→ Tarea a realizar:
Reproduce sin cambios las filas que van desde la línea que contiene "job: provide the outline of every instance of the limestone" hasta el final de las filas, con ambos extremos incluidos.

→ Datos extraídos:
===============

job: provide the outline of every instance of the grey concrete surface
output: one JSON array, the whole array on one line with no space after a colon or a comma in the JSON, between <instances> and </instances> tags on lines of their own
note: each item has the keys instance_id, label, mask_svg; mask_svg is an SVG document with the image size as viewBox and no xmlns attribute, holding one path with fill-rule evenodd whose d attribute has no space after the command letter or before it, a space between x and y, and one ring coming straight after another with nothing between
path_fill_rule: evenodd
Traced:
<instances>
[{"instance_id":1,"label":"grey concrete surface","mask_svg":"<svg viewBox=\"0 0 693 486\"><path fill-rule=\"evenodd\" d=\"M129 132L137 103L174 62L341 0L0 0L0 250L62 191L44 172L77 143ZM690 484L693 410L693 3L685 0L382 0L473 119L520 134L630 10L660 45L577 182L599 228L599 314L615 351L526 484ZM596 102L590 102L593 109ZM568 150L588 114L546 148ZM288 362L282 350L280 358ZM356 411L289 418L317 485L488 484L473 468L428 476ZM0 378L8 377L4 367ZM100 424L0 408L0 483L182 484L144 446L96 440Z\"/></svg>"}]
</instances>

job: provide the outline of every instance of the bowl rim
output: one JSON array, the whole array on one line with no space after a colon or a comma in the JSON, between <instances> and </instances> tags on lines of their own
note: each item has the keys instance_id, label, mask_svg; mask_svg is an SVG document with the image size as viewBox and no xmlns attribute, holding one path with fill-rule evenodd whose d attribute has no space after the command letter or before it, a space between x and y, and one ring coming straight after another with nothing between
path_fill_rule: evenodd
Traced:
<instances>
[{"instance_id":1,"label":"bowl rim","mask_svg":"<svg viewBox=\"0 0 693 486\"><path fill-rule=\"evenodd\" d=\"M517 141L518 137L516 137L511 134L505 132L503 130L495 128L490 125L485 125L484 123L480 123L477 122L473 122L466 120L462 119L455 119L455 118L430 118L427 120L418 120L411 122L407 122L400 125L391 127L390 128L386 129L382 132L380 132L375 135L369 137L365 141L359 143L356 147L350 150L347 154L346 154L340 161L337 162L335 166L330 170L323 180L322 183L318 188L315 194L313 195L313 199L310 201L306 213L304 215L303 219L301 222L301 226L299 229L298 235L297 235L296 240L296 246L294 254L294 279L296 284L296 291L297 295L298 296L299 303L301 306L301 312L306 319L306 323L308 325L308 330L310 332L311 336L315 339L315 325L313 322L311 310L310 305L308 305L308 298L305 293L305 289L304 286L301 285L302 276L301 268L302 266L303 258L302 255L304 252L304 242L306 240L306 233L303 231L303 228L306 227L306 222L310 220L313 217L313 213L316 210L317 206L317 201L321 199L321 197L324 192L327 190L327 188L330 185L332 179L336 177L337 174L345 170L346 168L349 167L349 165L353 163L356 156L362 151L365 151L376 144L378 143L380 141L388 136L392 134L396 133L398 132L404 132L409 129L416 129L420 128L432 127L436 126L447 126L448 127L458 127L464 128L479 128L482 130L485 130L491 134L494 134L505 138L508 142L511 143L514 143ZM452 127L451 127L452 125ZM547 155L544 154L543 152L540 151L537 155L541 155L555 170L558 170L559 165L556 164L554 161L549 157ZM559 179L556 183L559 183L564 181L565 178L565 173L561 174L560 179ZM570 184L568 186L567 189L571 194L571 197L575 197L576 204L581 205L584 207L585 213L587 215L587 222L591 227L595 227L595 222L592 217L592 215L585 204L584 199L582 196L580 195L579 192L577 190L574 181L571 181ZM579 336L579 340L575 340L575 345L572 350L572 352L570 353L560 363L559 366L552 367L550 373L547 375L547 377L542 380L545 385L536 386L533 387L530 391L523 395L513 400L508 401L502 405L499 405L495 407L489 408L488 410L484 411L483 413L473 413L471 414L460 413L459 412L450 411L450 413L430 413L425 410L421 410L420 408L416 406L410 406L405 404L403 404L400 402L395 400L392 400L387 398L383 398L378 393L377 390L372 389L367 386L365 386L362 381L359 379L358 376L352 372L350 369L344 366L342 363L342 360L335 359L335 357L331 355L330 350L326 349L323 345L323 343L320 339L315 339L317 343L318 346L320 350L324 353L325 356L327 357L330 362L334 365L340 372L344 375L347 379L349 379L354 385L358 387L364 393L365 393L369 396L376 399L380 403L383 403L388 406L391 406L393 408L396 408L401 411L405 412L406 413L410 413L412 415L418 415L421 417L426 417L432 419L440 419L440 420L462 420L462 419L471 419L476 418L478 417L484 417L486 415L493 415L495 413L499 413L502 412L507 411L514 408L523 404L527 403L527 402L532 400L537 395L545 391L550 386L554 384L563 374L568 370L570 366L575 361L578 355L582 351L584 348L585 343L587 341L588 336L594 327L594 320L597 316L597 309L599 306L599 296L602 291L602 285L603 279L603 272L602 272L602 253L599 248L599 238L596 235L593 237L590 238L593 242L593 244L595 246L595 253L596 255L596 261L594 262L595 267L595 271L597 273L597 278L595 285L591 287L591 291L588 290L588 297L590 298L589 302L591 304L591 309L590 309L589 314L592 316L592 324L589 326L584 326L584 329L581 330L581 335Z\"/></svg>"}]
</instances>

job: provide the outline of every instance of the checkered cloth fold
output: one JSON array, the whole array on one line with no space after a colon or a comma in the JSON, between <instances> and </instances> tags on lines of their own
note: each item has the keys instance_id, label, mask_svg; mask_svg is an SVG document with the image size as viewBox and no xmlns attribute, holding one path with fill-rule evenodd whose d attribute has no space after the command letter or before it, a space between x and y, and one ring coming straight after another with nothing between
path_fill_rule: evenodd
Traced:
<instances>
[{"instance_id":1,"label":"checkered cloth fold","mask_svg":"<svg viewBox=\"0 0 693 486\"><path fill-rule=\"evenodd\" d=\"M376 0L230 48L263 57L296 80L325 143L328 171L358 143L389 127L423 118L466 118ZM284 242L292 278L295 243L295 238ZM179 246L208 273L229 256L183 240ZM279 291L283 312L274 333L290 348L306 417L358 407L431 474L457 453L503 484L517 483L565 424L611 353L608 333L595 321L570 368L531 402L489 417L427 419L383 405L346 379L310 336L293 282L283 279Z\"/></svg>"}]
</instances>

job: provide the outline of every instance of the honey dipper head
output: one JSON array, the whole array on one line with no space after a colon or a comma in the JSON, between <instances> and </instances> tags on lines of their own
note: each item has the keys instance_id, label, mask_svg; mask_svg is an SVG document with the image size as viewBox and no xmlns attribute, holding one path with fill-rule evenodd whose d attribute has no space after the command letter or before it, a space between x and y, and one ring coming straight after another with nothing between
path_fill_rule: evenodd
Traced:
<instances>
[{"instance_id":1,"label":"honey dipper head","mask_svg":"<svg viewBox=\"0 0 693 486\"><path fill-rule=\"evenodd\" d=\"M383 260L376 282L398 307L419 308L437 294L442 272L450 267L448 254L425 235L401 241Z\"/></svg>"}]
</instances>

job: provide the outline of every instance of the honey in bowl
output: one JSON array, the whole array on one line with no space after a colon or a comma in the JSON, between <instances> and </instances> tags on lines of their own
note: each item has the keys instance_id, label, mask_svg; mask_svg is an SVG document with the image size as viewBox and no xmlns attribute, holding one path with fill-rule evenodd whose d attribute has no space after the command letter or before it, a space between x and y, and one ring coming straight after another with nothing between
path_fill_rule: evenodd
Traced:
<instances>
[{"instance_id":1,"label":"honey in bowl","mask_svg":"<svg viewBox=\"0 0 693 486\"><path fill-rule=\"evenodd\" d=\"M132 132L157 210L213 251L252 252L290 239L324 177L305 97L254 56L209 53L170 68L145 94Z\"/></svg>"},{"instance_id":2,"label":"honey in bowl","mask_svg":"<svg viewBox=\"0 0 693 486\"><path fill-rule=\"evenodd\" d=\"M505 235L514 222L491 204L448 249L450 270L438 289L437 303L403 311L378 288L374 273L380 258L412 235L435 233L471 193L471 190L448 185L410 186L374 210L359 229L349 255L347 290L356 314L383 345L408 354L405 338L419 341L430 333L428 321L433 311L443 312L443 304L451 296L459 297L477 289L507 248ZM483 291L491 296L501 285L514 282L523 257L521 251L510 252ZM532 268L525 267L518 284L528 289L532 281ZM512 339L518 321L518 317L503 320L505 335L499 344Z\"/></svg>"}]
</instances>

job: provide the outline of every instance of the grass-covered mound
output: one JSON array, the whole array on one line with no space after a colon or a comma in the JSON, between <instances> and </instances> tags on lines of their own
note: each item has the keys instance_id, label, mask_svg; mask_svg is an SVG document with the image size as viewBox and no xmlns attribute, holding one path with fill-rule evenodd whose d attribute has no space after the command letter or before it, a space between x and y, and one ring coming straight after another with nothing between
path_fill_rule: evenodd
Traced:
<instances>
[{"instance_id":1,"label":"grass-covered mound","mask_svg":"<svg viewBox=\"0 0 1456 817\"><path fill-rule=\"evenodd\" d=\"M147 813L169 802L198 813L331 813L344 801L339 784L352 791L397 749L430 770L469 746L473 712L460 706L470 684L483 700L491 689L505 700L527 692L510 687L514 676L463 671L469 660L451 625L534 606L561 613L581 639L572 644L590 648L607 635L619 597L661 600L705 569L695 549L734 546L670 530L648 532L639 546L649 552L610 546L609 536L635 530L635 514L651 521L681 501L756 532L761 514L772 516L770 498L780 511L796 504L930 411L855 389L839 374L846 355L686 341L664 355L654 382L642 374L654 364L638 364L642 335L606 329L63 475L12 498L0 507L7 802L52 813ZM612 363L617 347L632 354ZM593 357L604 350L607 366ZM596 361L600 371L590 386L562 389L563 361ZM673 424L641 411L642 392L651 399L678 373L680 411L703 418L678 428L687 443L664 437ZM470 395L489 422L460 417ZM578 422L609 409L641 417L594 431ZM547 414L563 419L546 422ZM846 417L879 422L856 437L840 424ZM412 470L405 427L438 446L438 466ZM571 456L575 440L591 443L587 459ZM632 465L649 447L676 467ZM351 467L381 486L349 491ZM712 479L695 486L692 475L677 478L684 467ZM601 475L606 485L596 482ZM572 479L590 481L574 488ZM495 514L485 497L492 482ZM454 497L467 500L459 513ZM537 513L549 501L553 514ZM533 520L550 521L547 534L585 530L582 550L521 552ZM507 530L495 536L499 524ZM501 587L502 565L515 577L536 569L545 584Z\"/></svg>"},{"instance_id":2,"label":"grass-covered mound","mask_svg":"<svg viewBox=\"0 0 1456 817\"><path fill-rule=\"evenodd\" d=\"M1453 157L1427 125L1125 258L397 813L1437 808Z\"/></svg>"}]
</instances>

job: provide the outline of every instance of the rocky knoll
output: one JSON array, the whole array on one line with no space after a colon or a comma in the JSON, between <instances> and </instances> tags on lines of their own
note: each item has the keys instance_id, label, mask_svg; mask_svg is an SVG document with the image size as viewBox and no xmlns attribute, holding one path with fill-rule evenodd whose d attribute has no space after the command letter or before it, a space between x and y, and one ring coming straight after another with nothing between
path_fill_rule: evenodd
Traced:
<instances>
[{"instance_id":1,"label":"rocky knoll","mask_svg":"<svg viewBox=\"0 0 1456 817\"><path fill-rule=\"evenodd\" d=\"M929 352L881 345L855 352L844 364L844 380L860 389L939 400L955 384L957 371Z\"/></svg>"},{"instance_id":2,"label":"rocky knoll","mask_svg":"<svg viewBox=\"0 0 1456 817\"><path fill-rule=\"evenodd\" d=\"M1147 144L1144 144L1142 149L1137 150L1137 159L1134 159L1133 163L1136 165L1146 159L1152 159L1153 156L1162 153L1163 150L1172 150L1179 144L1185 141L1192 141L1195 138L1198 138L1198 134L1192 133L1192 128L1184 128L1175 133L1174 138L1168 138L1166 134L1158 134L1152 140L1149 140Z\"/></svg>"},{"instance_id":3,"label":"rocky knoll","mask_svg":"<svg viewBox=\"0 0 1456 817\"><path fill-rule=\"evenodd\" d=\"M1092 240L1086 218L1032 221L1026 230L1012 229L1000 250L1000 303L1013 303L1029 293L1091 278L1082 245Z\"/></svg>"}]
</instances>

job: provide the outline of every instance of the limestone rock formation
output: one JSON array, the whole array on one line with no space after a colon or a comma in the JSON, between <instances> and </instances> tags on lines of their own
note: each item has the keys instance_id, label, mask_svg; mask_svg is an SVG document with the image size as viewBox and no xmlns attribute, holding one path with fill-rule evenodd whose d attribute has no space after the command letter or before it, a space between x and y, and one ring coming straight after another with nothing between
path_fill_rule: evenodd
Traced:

===============

→ Solución del problema:
job: provide the outline of every instance of the limestone rock formation
output: one JSON array, the whole array on one line with no space after a colon or a comma in the JSON, between <instances> and </instances> tags on lines of their own
note: each item has the keys instance_id, label, mask_svg; mask_svg is an SVG document with the image size as viewBox and no xmlns attribute, holding one path with fill-rule evenodd whose d attribute has no space after the command letter or before it, a space between x and y, and one ring coming straight after another with nothing between
path_fill_rule: evenodd
Traced:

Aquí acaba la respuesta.